Dataset entries
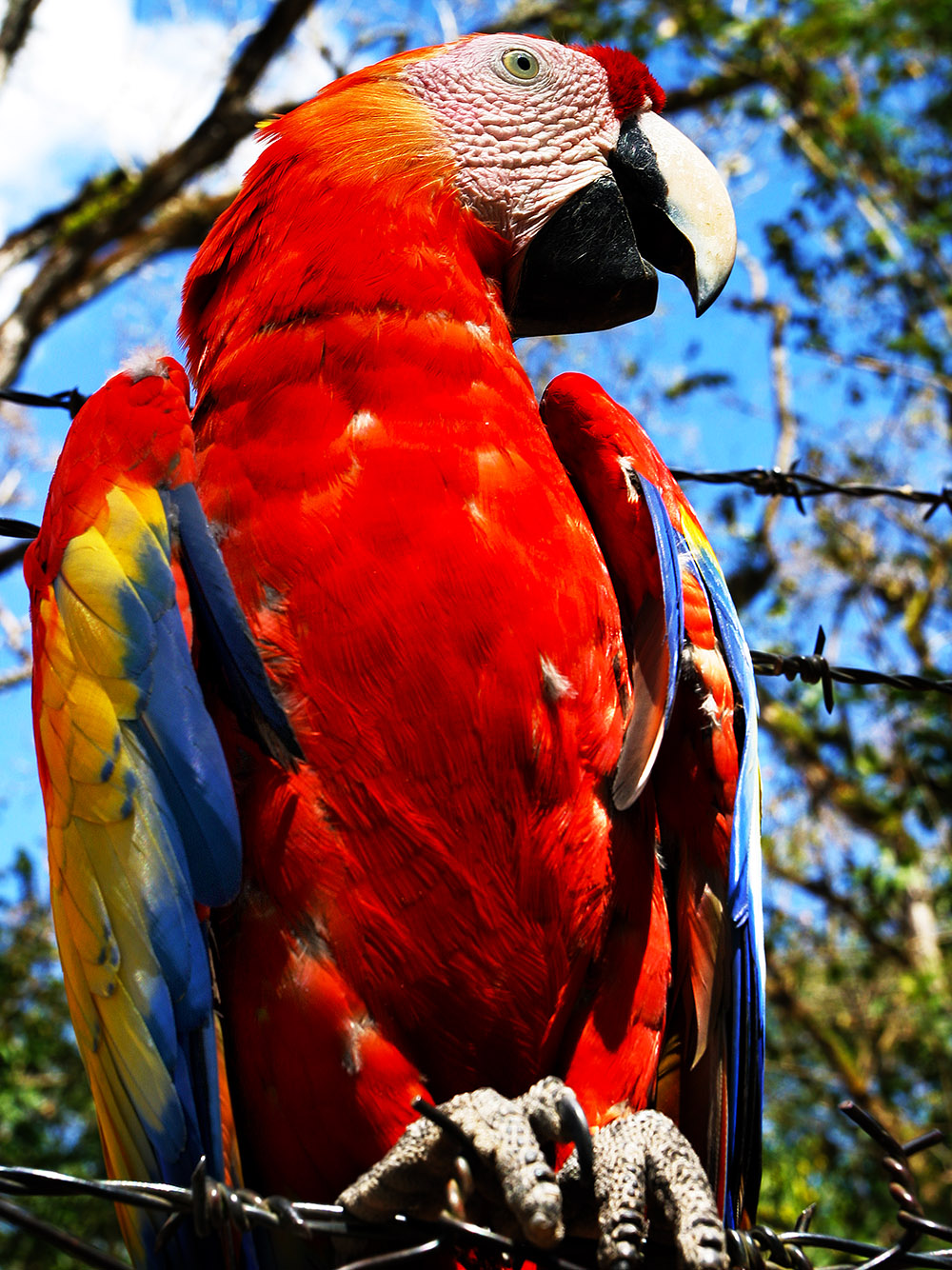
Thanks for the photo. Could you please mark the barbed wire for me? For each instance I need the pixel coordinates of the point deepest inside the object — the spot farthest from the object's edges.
(768, 482)
(775, 482)
(70, 399)
(817, 669)
(215, 1208)
(810, 669)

→ Directive
Extract every line of text from the rows above, reproducing each one word for word, and leave the pictures out.

→ Answer to this exercise
Thanks for the photo. Could you please mark the barbed wire for me? For each instance I need the pixel coordinates of the point deepest inside the object — the spot farthest from the object's edges.
(768, 482)
(775, 482)
(70, 399)
(817, 669)
(215, 1208)
(810, 669)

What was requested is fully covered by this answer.